───── Text under study

Open invictus717 opened 17 hours ago
Meanwhile, have you tried to scale up the vision encoder? The main results are conducted with ViT-L.
Thanks in advance!
Thanks for comments.
LLM2CLIP does not bring out significant improvements on imagenet-1k only or all these zero-shot benchmarks?
Have you ever measured the average caption length between your method and vanilla EVA-02-CLIP? In my opinion, longer text captions do not always bring out improvements.
It's reasonable to improve the performances of VLMs on the SQA and Wizwiz benchmarks while it's strange to drop the performances on the fundamental benchmarks such as MME.
"We utilized the ShareCaptioner-modified CC-3M dataset (Zheng et al., 2024; Chen et al.,2023), which provides both original captions and augmented dense captions for each image, for contrastive learning."
May I ask how much the performance improvement by the re-captioned high-quality CC-3M dataset? Is the target of such reception to improve the caption length? Then LLM2CLIP can pretrain the ViT with longer and detailed captions and then significantly improve the retrieval performances. Is there an ablation study on the average caption length for LLM2CLIP?
Thank you so much for the prompt response!
We haven’t specifically tested it, and the improvement on ImageNet is indeed not very noticeable. With OpenAI’s CLIP, we can achieve about a one-point improvement, which is relatively modest compared to other retrieval tasks. My guess is that we used a large amount of dense captions, which may cause the model to favor more complex text. However, we have found in experiments that ImageNet performance is strongly correlated with data volume, possibly related to the word distribution used during alignment. We only used 15 million data points for the alignment in LLM fine-tuning. In the next version, we’ll increase the training data for LLM2CLIP by tens of times, so we plan to re-evaluate it then.
The improvement of long captions or dense captions for CLIP is quite limited. Works like LongCLIP (https://arxiv.org/abs/2403.15378) and DCI (https://arxiv.org/abs/2312.08578) specifically address this issue. The problem here is that the original CLIP text encoder lacks the ability to understand such information or handle captions of this length. However, LLM2CLIP, even when trained on a fully short-text dataset, still demonstrates outstanding and leading performance, as shown in Table 5 of the paper.
Are there any zero-shot classification results? In addition, are there more VLM evaluation results? Current experimental results seem not convincing enough.

──────────
───── Data section

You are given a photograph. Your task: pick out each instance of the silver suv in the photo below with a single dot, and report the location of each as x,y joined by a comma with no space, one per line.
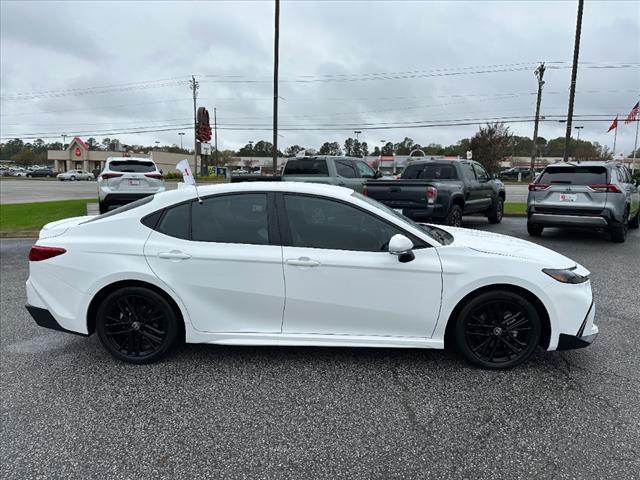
587,194
125,179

──────────

▶ _Task objective_
In the LLM2CLIP thread, how much data was used for alignment in LLM fine-tuning?

▶ _Reply_
15 million data points.